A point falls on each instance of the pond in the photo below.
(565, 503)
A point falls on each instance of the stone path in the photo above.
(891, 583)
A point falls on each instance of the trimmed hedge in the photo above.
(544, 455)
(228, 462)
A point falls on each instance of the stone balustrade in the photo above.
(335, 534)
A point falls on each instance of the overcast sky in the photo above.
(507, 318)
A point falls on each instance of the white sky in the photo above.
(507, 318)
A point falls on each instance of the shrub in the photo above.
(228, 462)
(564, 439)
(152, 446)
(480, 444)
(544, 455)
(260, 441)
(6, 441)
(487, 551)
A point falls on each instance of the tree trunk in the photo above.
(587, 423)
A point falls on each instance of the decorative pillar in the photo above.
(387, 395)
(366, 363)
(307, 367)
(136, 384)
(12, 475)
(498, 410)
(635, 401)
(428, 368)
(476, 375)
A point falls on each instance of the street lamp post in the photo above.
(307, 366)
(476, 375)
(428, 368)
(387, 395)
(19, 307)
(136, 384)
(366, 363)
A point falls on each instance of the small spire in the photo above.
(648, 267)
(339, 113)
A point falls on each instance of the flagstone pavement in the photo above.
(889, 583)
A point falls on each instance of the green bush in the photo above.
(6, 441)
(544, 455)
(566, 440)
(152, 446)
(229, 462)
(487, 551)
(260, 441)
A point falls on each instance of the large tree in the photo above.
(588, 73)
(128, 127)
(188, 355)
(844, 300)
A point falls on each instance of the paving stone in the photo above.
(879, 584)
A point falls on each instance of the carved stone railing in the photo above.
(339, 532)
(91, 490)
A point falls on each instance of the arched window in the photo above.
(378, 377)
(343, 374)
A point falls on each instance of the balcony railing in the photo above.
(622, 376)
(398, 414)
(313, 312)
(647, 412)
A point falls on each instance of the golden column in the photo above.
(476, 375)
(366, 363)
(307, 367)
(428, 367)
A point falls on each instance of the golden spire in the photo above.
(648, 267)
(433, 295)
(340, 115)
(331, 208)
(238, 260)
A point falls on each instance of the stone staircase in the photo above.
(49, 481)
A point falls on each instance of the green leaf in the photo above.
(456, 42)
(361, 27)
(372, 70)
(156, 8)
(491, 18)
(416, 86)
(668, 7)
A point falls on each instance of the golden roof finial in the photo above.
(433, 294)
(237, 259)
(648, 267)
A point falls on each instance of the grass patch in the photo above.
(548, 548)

--------

Render the whole set of entries again, exactly as given.

A point falls on each instance of the pond in the photo below.
(565, 503)
A point falls on each instance of the stone path in the photo above.
(891, 583)
A point falls on each instance of the trimmed hedge in the photo above.
(544, 455)
(228, 462)
A point falls on each instance of the stone balustrade in the photo above.
(335, 534)
A point falls on each instance of the overcast sky in the photo above.
(507, 318)
A point falls on each instance of the white sky in the photo above.
(507, 318)
A point falls on each instance of the shrub in the photo above.
(228, 462)
(564, 439)
(152, 446)
(480, 444)
(544, 455)
(260, 441)
(6, 441)
(487, 551)
A point falls on each instance of the tree trunk in the photo above.
(587, 423)
A point falls on each instance of the decorative pillar in the photo above.
(387, 395)
(366, 363)
(307, 367)
(136, 384)
(12, 475)
(498, 410)
(635, 401)
(428, 368)
(476, 375)
A point falls on each instance of the street lamp post in the photo above.
(307, 366)
(476, 375)
(428, 368)
(387, 395)
(19, 307)
(136, 384)
(366, 363)
A point falls on each instance of the small spire in the photo above.
(648, 267)
(339, 113)
A point falls on each instance of the flagstone pavement in the photo above.
(889, 583)
A point falls on each instance of the green bush in the photo above.
(6, 441)
(544, 455)
(566, 440)
(152, 446)
(229, 462)
(487, 551)
(260, 441)
A point falls on each instance of the large tree in the photo above.
(588, 73)
(128, 127)
(188, 355)
(844, 300)
A point falls on each instance of the paving stone in the photo above.
(879, 584)
A point falls on each instance of the carved stone railing in the photo above.
(339, 532)
(91, 490)
A point falls on each instance of the arched window in the photo above.
(378, 377)
(343, 374)
A point falls on each instance of the balcony railing in the photo above.
(622, 376)
(398, 414)
(313, 312)
(647, 412)
A point falls on each instance of the golden column in the photo above.
(476, 375)
(366, 363)
(307, 367)
(428, 367)
A point falls on each instance of the golden spire in the photo above.
(648, 267)
(433, 295)
(340, 115)
(331, 208)
(238, 260)
A point falls on each instance of the stone staircase in the photo above.
(49, 481)
A point falls on each instance of the green leaf in the photo above.
(456, 42)
(361, 27)
(372, 70)
(156, 8)
(491, 18)
(416, 86)
(668, 7)
A point falls on each instance of the golden roof finial in the photo above.
(433, 294)
(237, 259)
(648, 267)
A point falls on each instance of the grass patch in the photo above.
(548, 548)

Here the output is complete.